◆ **Fonte**:
All we are saying. L’ultima grande intervista a John Lennon e Yoko Ono
All we are saying. L’ultima grande intervista a John Lennon e Yoko Ono, una coppia indissolubile, esempio dell’amore perpetuo. La tipica storia d’amore che ti fa pensare ai versi di Shakespeare nel sonetto 116: “l’amore è un faro sempre fisso che sovrasta la tempesta e non vacilla mai”; e ti fa dire: è possibile.
All we are saying. L’ultima grande intervista a cura di David Sheff viene considerata il testamento di Lennon, le ultime parole del cantautore tra i più influenti del novecento. Si concluse poche settimane prima della morte di Lennon avvenuta l’8 dicembre 1980 a New York. Lennon aveva appena quarant’anni e oggi, in questo difficile 2020 appena concluso, lo scorso 8 dicembre sono passati quarant’anni dalla sua morte. In questa occasione l’intervista è stata pubblicata in un libro, edito in Italia da Einaudi per la collana Stile Libero Extra.
L’intervista si svolse durante le settimane in cui Lennon e Ono stavano registrando il loro ultimo album: Double Fantasy, l’album finale, quello che racchiude tutta l’essenza di John e Yoko, le loro vite, la famiglia che hanno costruito insieme con fatica, fra mille difficoltà e dovendo anche affrontare costantemente le critiche dei fan dei Beatles che non hanno mai perdonato a John di aver lasciato i Fab Four.
In questa intervista uscita all’epoca per la rivista Playboy a cura di David Sheff si vuota il sacco. Si parla di tutto. Dai Beatles al rapporto che John aveva con ciascuno di loro, dalle canzoni analizzate una alla volta alla musica insieme a Yoko, passando per il loro primo incontro che cambiò per sempre il destino di John e, conseguentemente, quello dei suoi fan.
Ma Yoko non è una spettatrice passiva di questo racconto, ha delle opinioni precise e quello che colpisce è la sua totale assenza di rancore nei confronti di chi l’ha criticata aspramente e le ha gettato addosso tanto odio.
“Quello che è successo è che ho conosciuto un tipo interessante e mi sono ritrovata addosso tanto odio”, queste le parole, qui parafrasate, di Yoko nell’intervista. Sono parole che ci fanno capire quanto peso abbiano avuto i Beatles nella storia, non solo come gruppo musicale ma quasi potremmo dire come religione. Era un credo, e tutti seguivano quella stella.
Va da sé che la vita con un peso simile diventa complicata e quella che per chiunque sarebbe una bella storia d’amore per altri è una tragedia.
Lo stesso Lennon esprime più volte il peso di essere stato un Beatles e il suo desiderio di essere semplicemente se stesso.
Quello che continua a ripetere per tutta l’intervista è che i Beatles sono stati un momento e che di momenti nella vita ce ne sono tanti e lui vuol vivere il presente e guardare al futuro, non vuole voltarsi indietro e rimpiangere ciò che è stato.

Voci archiviate da una raccolta

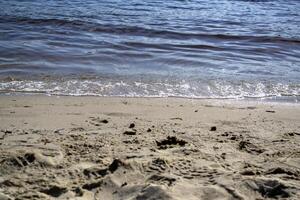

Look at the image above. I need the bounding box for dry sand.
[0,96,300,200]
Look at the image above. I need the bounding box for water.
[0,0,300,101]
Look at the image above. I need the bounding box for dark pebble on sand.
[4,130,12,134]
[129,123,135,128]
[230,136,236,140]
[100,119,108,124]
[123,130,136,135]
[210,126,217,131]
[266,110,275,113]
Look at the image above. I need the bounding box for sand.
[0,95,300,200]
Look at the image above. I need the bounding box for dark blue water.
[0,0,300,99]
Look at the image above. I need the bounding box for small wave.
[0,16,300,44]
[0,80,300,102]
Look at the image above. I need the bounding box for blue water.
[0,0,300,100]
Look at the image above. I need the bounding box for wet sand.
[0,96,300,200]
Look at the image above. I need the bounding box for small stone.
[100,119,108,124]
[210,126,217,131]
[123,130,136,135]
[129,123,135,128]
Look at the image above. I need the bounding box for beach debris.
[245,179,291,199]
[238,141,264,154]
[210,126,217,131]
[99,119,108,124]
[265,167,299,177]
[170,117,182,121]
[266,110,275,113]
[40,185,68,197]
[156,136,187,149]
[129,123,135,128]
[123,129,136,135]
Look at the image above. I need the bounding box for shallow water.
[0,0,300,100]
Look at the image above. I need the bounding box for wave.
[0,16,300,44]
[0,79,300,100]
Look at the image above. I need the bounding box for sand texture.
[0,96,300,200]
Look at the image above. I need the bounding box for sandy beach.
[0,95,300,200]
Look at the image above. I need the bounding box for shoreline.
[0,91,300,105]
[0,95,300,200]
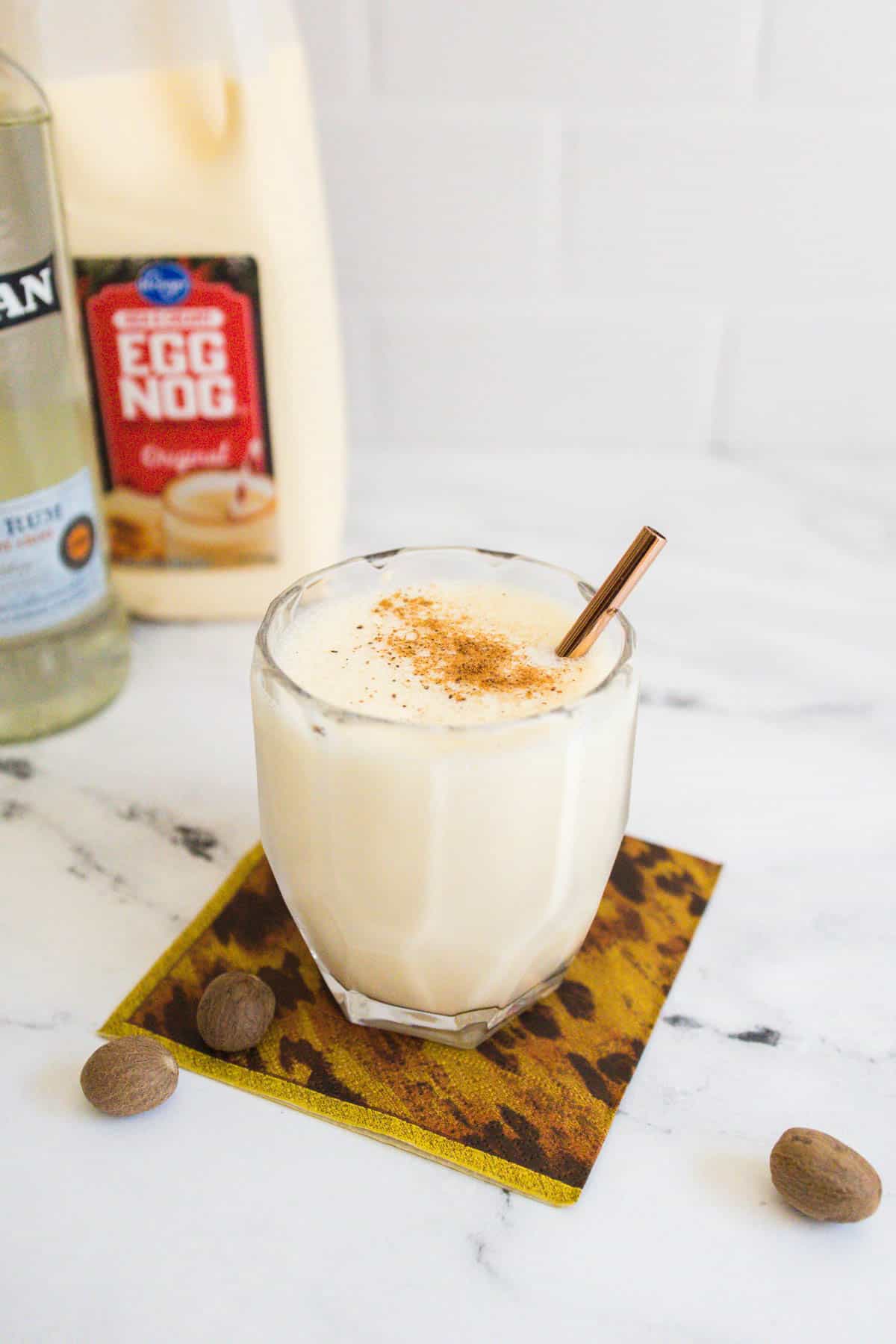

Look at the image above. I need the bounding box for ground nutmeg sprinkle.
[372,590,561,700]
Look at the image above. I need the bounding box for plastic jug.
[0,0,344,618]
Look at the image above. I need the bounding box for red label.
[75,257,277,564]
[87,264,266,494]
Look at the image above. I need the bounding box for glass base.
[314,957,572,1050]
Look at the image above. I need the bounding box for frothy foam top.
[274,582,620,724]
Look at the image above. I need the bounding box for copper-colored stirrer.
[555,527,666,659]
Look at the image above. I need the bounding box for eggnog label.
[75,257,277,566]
* * *
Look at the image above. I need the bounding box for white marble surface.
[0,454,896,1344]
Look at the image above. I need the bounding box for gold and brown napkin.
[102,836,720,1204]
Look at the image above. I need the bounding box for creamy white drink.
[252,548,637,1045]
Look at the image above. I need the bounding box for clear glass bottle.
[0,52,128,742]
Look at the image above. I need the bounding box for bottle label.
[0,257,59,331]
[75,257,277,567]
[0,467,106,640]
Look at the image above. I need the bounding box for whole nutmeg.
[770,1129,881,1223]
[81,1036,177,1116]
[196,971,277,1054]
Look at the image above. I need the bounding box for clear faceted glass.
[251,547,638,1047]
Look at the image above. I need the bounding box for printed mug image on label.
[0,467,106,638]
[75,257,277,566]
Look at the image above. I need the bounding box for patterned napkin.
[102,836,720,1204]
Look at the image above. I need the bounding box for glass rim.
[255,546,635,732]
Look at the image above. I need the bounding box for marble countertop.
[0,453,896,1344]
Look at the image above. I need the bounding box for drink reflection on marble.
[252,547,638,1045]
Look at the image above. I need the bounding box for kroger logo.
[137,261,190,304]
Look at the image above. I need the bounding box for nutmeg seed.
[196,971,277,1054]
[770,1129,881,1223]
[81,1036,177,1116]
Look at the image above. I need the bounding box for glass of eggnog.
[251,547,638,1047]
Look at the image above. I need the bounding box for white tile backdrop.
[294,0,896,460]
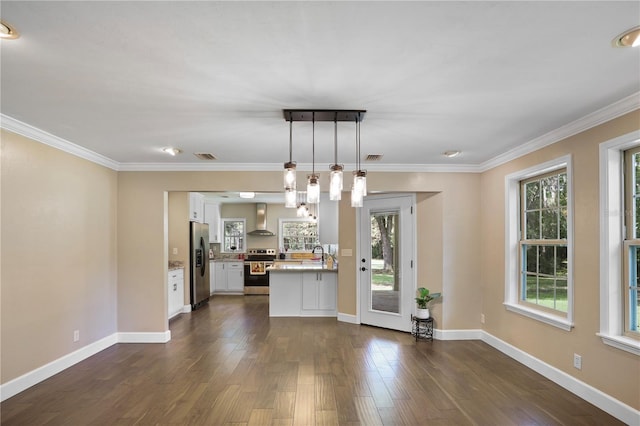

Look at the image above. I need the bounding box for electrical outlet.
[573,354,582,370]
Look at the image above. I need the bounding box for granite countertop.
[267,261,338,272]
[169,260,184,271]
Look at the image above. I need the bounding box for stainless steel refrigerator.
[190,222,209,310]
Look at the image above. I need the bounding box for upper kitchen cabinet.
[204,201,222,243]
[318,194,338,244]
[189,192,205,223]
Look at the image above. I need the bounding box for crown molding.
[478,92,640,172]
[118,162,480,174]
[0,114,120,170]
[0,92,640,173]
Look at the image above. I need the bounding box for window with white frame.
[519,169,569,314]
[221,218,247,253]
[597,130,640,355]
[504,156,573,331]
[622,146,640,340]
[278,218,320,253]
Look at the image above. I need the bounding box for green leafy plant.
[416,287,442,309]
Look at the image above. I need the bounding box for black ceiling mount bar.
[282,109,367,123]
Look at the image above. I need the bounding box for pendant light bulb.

◆ **Istruzioni di lavoro**:
1. Secondo l'articolo sull'intervista a John Lennon e Yoko Ono, per quale rivista uscì all'epoca l'intervista curata da David Sheff?
2. Ricopia senza modifiche le righe delle voci, partendo da quella che contiene "for dry sand." e arrivando a quella che contiene "[0,79,300,100]", entrambe incluse.
L'articolo e le voci non hanno alcun legame tra loro.

◆ **Soluzioni**:
1. Per la rivista Playboy.

2.
Look at the image above. I need the bounding box for dry sand.
[0,96,300,200]
Look at the image above. I need the bounding box for water.
[0,0,300,101]
Look at the image above. I need the bounding box for dark pebble on sand.
[4,130,12,134]
[129,123,135,128]
[230,136,236,140]
[100,119,108,124]
[123,130,136,135]
[210,126,217,131]
[266,110,275,113]
Look at the image above. I need the bounding box for sand.
[0,95,300,200]
Look at the image above. I need the bounding box for dark blue water.
[0,0,300,99]
Look at the image above. I need the bounding box for small wave.
[0,16,300,44]
[0,80,300,102]
Look at the image above. I need the bounding box for blue water.
[0,0,300,100]
Look at the image above. I need the bounding box for wet sand.
[0,96,300,200]
Look at the image above. I need the bounding box for small stone.
[100,119,108,124]
[210,126,217,131]
[123,130,136,135]
[129,123,135,128]
Look at the image above. I need the bounding box for beach debris.
[245,179,291,199]
[238,141,264,154]
[210,126,217,131]
[99,119,108,124]
[265,167,299,177]
[170,117,182,121]
[266,110,275,113]
[40,185,68,197]
[156,136,187,149]
[129,123,135,128]
[123,129,136,135]
Look at the image above. I need the bounding box for shallow water.
[0,0,300,100]
Look at the image above. I need the bounding box for wave.
[0,16,300,44]
[0,79,300,100]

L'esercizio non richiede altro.